======== RECORDS

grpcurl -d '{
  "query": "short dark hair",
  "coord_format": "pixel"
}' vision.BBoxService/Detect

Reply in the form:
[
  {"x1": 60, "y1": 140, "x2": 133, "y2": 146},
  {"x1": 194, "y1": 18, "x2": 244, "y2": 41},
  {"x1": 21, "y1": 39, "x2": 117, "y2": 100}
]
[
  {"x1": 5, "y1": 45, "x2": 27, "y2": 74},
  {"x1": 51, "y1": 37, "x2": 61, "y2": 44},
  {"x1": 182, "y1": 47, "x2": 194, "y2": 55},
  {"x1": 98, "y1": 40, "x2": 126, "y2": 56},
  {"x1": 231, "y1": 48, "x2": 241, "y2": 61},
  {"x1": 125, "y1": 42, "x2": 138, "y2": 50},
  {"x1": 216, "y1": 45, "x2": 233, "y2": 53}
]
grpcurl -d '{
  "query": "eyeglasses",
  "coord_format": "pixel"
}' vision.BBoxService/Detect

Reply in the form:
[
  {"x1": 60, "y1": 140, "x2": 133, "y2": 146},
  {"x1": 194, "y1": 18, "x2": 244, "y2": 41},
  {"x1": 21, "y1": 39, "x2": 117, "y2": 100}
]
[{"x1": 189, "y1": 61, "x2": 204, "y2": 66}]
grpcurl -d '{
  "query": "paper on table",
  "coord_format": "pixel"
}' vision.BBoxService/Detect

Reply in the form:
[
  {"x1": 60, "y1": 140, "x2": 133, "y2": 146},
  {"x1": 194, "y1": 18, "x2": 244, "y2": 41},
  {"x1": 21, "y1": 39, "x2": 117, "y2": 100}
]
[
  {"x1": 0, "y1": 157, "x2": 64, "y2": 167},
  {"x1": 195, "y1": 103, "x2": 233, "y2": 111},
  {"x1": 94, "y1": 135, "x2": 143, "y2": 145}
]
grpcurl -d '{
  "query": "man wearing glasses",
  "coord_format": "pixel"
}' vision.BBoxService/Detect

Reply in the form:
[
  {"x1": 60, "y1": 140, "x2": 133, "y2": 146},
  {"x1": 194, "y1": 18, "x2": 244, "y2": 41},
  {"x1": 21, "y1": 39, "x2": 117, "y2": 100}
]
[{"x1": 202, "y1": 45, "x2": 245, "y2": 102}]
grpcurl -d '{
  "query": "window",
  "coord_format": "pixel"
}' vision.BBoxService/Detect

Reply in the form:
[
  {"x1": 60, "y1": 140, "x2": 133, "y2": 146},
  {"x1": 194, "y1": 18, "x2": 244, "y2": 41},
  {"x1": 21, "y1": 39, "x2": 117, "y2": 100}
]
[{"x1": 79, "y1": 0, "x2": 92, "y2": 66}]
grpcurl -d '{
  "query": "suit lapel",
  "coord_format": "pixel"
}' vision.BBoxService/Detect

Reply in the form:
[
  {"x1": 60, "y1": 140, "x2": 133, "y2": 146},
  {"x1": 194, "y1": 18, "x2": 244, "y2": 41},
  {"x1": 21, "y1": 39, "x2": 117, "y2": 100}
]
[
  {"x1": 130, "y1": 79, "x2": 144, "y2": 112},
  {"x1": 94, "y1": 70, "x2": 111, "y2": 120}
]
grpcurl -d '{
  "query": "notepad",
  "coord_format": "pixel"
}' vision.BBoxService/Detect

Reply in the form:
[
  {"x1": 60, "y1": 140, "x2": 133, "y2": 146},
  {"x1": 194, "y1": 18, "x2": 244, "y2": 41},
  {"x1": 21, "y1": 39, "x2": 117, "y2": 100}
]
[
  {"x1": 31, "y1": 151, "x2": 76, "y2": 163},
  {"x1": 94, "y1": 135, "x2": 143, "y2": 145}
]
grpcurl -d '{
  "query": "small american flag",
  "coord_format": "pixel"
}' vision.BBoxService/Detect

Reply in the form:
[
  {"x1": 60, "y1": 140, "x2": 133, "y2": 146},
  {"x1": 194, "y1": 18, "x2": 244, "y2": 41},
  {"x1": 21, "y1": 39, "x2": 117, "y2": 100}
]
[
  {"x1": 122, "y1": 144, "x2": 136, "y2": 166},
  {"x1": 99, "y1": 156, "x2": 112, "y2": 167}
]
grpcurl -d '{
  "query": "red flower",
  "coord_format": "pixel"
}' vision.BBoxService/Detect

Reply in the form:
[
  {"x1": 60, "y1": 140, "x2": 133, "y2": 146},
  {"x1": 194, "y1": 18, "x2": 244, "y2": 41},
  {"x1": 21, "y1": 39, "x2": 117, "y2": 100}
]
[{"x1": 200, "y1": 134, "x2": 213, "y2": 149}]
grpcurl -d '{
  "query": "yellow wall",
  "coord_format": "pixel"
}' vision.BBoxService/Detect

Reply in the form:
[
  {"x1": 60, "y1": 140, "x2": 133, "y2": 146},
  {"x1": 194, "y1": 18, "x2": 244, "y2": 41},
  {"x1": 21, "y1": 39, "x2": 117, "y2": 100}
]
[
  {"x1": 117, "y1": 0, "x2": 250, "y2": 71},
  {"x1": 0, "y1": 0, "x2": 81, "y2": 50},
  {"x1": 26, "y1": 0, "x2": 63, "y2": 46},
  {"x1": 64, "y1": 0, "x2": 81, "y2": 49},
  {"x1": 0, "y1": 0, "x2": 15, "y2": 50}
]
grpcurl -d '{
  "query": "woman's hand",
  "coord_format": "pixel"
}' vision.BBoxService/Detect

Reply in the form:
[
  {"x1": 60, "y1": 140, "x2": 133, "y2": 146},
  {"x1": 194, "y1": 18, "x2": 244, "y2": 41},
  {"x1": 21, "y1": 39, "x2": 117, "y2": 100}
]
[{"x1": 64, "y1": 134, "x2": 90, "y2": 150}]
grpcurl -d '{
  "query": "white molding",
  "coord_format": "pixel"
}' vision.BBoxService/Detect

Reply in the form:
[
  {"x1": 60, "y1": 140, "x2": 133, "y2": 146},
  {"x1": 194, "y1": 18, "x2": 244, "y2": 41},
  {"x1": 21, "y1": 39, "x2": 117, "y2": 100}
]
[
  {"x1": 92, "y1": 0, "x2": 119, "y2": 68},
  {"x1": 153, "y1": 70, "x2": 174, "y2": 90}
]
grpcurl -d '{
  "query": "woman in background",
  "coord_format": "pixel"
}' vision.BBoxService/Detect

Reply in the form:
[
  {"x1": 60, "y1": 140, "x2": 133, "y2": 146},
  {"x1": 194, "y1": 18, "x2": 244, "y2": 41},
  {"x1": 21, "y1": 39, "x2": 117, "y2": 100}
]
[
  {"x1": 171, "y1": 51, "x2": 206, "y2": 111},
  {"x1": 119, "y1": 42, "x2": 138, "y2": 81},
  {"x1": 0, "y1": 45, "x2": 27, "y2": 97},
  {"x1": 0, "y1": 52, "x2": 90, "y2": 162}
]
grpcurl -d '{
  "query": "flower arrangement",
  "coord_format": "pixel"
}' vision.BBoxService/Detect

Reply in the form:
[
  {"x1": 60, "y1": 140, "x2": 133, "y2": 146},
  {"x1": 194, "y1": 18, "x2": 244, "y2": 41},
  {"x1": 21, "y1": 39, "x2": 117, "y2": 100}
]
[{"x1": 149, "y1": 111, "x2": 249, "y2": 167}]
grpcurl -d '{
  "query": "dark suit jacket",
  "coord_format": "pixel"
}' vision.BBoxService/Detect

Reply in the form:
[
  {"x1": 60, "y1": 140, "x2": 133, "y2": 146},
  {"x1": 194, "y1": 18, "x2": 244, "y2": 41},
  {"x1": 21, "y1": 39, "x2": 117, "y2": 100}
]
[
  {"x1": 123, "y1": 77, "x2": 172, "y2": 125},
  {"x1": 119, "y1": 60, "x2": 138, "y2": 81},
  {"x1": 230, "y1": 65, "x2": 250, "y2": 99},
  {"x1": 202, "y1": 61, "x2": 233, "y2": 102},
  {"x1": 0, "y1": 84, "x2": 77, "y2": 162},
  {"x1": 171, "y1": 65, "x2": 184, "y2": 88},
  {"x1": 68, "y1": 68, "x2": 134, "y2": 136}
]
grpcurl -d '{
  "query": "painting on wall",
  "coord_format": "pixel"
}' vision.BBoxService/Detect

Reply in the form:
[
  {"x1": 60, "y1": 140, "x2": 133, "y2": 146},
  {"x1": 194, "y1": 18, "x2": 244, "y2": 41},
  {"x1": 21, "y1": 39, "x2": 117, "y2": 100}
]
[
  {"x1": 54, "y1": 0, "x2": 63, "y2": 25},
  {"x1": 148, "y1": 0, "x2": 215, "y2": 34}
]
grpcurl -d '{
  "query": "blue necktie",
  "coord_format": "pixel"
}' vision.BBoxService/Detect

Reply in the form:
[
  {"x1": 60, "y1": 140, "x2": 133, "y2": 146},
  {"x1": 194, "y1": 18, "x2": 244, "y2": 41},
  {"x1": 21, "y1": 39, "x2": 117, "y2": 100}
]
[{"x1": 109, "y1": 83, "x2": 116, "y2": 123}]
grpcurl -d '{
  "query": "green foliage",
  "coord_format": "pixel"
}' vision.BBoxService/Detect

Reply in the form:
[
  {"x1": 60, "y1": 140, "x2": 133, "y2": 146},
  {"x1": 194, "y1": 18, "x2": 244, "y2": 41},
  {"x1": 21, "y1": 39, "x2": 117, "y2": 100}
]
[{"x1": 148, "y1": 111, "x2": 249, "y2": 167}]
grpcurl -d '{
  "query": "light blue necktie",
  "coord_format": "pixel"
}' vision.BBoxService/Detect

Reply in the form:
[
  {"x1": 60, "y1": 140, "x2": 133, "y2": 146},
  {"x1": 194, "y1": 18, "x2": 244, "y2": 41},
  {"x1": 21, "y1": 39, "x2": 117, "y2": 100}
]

================

ABOUT THIS TASK
In the material above, show every line where the word "wall" turns up.

TASK ANSWER
  "query": "yellow wall",
  "query": "painting on wall",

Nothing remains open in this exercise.